Task description: Nothing is to be left out; print all the entries exactly.

[[ Data provided open ]]

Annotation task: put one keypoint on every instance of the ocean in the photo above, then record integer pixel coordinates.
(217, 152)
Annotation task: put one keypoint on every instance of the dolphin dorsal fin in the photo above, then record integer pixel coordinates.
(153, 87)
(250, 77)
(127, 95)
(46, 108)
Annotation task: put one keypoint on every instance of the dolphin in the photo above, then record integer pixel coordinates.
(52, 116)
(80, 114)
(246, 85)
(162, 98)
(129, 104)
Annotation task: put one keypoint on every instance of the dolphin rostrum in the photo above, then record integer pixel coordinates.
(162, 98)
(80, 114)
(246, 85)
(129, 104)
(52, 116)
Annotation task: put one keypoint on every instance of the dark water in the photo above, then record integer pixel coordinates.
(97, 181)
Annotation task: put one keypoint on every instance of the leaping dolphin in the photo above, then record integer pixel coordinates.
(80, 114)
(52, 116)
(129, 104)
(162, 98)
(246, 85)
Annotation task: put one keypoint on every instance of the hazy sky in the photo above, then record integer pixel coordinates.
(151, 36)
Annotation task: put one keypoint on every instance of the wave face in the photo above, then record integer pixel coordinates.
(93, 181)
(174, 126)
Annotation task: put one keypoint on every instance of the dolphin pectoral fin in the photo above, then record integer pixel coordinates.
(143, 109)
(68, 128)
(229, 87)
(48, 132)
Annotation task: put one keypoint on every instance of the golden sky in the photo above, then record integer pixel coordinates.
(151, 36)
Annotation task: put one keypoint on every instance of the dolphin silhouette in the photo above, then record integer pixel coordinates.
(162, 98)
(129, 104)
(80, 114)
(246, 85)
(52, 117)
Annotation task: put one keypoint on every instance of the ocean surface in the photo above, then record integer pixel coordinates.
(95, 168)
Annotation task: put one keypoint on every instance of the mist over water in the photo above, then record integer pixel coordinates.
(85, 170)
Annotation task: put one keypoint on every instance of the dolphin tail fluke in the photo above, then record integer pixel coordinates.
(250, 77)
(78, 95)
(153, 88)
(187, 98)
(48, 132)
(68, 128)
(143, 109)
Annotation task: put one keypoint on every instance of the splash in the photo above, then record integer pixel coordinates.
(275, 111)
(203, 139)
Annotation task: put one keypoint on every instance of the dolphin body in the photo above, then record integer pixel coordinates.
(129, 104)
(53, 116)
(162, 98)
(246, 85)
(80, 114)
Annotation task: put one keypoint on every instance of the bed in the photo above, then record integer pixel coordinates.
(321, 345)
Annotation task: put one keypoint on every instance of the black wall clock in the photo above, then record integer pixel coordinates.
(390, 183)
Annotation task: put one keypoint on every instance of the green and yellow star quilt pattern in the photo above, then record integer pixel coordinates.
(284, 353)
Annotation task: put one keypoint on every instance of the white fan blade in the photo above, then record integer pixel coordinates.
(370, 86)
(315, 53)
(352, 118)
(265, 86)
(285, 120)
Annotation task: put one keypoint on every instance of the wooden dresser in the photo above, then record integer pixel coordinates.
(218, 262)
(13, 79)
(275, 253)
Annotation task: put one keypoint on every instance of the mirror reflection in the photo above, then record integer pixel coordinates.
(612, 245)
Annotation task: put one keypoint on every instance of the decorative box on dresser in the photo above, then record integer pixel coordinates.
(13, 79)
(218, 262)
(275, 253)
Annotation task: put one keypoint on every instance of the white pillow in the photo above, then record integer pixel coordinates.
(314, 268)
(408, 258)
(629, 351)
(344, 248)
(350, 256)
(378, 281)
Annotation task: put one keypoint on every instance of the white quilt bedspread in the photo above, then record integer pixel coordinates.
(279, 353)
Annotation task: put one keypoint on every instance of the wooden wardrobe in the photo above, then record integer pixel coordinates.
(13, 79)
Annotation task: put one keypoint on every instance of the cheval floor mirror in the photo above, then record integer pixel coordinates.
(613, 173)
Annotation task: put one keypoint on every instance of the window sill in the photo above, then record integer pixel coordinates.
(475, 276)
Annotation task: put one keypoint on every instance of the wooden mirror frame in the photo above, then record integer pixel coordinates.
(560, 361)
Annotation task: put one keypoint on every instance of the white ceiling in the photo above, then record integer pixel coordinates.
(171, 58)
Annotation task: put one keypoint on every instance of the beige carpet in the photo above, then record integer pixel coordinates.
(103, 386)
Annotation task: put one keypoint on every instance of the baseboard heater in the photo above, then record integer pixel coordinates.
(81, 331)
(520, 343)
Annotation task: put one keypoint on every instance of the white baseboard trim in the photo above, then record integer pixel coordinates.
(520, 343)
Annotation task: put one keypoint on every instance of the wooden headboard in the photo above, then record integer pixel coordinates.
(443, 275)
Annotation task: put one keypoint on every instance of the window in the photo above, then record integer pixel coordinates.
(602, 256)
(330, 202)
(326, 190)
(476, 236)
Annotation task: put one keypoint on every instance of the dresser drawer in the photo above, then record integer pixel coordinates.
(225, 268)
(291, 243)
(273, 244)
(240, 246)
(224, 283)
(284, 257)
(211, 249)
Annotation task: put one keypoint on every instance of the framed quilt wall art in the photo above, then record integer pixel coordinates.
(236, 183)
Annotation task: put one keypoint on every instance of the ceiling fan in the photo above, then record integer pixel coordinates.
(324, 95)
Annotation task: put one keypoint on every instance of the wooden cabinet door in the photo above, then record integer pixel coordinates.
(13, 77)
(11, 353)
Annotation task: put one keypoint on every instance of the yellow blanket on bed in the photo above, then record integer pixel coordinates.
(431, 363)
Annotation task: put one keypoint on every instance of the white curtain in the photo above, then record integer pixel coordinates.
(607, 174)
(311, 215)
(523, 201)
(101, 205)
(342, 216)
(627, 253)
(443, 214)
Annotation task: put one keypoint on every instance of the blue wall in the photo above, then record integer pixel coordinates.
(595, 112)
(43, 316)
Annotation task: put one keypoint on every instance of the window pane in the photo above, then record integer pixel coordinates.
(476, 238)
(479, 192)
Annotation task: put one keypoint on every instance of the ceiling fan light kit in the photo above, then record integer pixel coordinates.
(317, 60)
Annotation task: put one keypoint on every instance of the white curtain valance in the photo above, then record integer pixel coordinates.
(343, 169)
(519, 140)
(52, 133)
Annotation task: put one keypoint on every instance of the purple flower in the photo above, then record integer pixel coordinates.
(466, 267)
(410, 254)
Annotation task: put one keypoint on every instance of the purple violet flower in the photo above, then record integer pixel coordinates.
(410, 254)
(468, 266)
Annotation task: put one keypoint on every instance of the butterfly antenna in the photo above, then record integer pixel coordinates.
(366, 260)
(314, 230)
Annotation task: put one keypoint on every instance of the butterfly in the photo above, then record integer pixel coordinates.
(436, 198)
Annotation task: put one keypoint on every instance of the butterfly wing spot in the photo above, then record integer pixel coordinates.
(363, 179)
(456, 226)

[[ Data provided closed ]]

Reply to the exercise:
Annotation task: put one keypoint on every instance of the ocean in the photo above, then record integer pixel coordinates.
(217, 152)
Annotation task: put one keypoint on every instance of the dolphin dorsal fin in the photo above, then record integer pixel coordinates.
(153, 87)
(250, 77)
(127, 95)
(46, 108)
Annotation task: put one keypoint on every instance of the dolphin in the photo above, then record integer pixel coordinates.
(52, 116)
(80, 114)
(246, 85)
(162, 98)
(129, 104)
Annotation task: put one keypoint on every instance of the dolphin rostrum in the photo above, then record integer pixel coordinates.
(162, 98)
(80, 114)
(246, 85)
(129, 104)
(52, 116)
Annotation task: put one keypoint on every instance of the dark water in the photo above, then record integer pixel coordinates.
(97, 181)
Annotation task: put one keypoint on every instance of the leaping dolphin in the photo above, then record integer pixel coordinates.
(80, 114)
(52, 116)
(129, 104)
(162, 98)
(246, 85)
Annotation task: put one keypoint on every instance of the hazy sky in the photo above, then record integer pixel coordinates.
(151, 36)
Annotation task: put one keypoint on every instance of the wave face in the photo above, then record integer pixel coordinates.
(93, 181)
(174, 126)
Annotation task: put one keypoint on every instance of the dolphin pectoral fin in the photo above, then record integer pixel coordinates.
(143, 109)
(68, 128)
(229, 87)
(48, 132)
Annotation task: put one keypoint on every instance of the golden sky in the photo above, then record integer pixel coordinates.
(151, 36)
Annotation task: put one keypoint on every instance of the dolphin silhouette in the photo above, then record integer pixel coordinates.
(162, 98)
(129, 104)
(80, 114)
(246, 85)
(52, 117)
Annotation task: put one keypoint on every instance of the ocean surface in the photo above, then record integer pixel coordinates.
(95, 168)
Annotation task: put one keypoint on every instance of the mist over water in the photo above, then record integer pixel coordinates.
(85, 170)
Annotation task: put one keypoint on every instance of the dolphin tail fluke in the photo above, then record integer pixel coordinates.
(250, 77)
(78, 95)
(153, 88)
(187, 98)
(48, 132)
(68, 128)
(143, 109)
Annotation task: put one keypoint on every instance of the splash in the photo above, then record integer pixel coordinates.
(275, 111)
(203, 139)
Annotation task: put one keypoint on every instance of the dolphin body in the photo above, then record integer pixel coordinates.
(129, 104)
(53, 116)
(162, 98)
(246, 85)
(80, 114)
Annotation task: put one keypoint on every instance of the bed in the photo above, then record integer pixel coordinates.
(321, 345)
Annotation task: put one keypoint on every instance of the black wall clock in the photo above, then record integer pixel coordinates.
(390, 183)
Annotation task: put one keypoint on every instance of the green and yellow star quilt pattern in the photo above, then record integer pixel coordinates.
(284, 353)
Annotation task: put one keypoint on every instance of the white fan blade in the photo above, then record integer pixel coordinates.
(370, 86)
(315, 53)
(352, 118)
(265, 86)
(285, 120)
Annotation task: put one keypoint on every instance of the wooden dresser in the photo above, then record integer pixel coordinates.
(218, 262)
(13, 79)
(275, 253)
Annotation task: put one keypoint on every instance of the mirror reflection in the photo above, then record integer pixel coordinates.
(612, 245)
Annotation task: put one keypoint on every instance of the decorative box on dresser in the photo above, then record integer pixel coordinates.
(13, 79)
(218, 262)
(275, 253)
Annotation task: put one keypoint on every instance of the white pillow in the photo above, then record integer pixel coordinates.
(314, 268)
(408, 258)
(629, 351)
(344, 248)
(350, 256)
(378, 281)
Annotation task: put one keypoint on every instance of the white quilt bedspread in the photo above, then record integer pixel coordinates.
(279, 353)
Annotation task: put one keypoint on every instance of the wooden wardrobe in the photo above, then record integer pixel coordinates.
(13, 79)
Annotation task: put one keypoint on every instance of the cheval floor mirror in the photo above, then record integer pixel coordinates.
(613, 173)
Annotation task: put one keypoint on every instance of the window sill in the photo above, then record integer pixel coordinates.
(475, 276)
Annotation task: put one keypoint on every instance of the wooden mirror frame in the photo above, then record integer pixel coordinates.
(560, 361)
Annotation task: put one keypoint on every instance of the white ceiling in the photo above, then record integer pixel coordinates.
(171, 58)
Annotation task: put one keypoint on every instance of the beige carpet in the photo above, then record integer pixel coordinates.
(103, 386)
Annotation task: put one keypoint on every instance of the baseboard heater in the photo above, then record integer pixel coordinates.
(81, 331)
(520, 343)
Annotation task: put one keypoint on every instance of the white baseboard trim in the photo above, then record integer pixel coordinates.
(520, 343)
Annotation task: put one keypoint on every instance of the wooden headboard in the photo above, then record integer pixel coordinates.
(443, 275)
Annotation task: put one keypoint on every instance of the window in the photo above, then record integer pixel coordinates.
(602, 256)
(330, 202)
(326, 190)
(476, 236)
Annotation task: put one keypoint on every instance of the dresser drawer in the photo above, then record integer pixel coordinates.
(225, 268)
(291, 243)
(273, 244)
(240, 246)
(224, 283)
(284, 257)
(211, 249)
Annotation task: put one keypoint on every instance of the framed quilt wall art in the photo above, then record integer pixel coordinates.
(236, 183)
Annotation task: put one keypoint on every instance of the ceiling fan in the photo above, then record integer pixel coordinates.
(324, 95)
Annotation task: put one keypoint on every instance of the wooden cabinet door in the photo above, then record integer pixel coordinates.
(13, 77)
(11, 353)
Annotation task: put one keypoint on every instance of the yellow blanket on bed in the photo above, then record integer pixel coordinates.
(431, 363)
Annotation task: put one keypoint on every instance of the white curtain in the photo above, then record integer pixel coordinates.
(607, 174)
(311, 215)
(523, 201)
(101, 205)
(342, 216)
(627, 253)
(443, 214)
Annotation task: put one keypoint on every instance of the blue wall in the photo above, then record integer pixel coordinates.
(595, 112)
(43, 316)
Annotation task: put one keypoint on every instance of the window pane in the photo above, then record integer pixel coordinates.
(476, 238)
(479, 192)
Annotation task: put one keypoint on every instance of the ceiling fan light kit in the photo above, then record integer pixel coordinates.
(317, 60)
Annotation task: put one keypoint on every instance of the white curtain valance in the photo above, then record integer pixel coordinates.
(343, 169)
(519, 140)
(52, 133)
Annotation task: put one keypoint on every instance of the purple flower in the photo above, then record integer pixel coordinates.
(466, 267)
(410, 254)
Annotation task: put one keypoint on every instance of the purple violet flower in the photo above, then record integer pixel coordinates.
(410, 254)
(468, 266)
Annotation task: put one keypoint on every instance of the butterfly antenna in the photo above, then record integer pixel coordinates.
(366, 260)
(314, 230)
Annotation task: put one keypoint on every instance of the butterfly in the photo above, then record integer pixel coordinates.
(436, 198)
Annotation task: put one keypoint on every instance of the butterfly wing spot in the photo above, then record integer pixel coordinates.
(363, 179)
(456, 226)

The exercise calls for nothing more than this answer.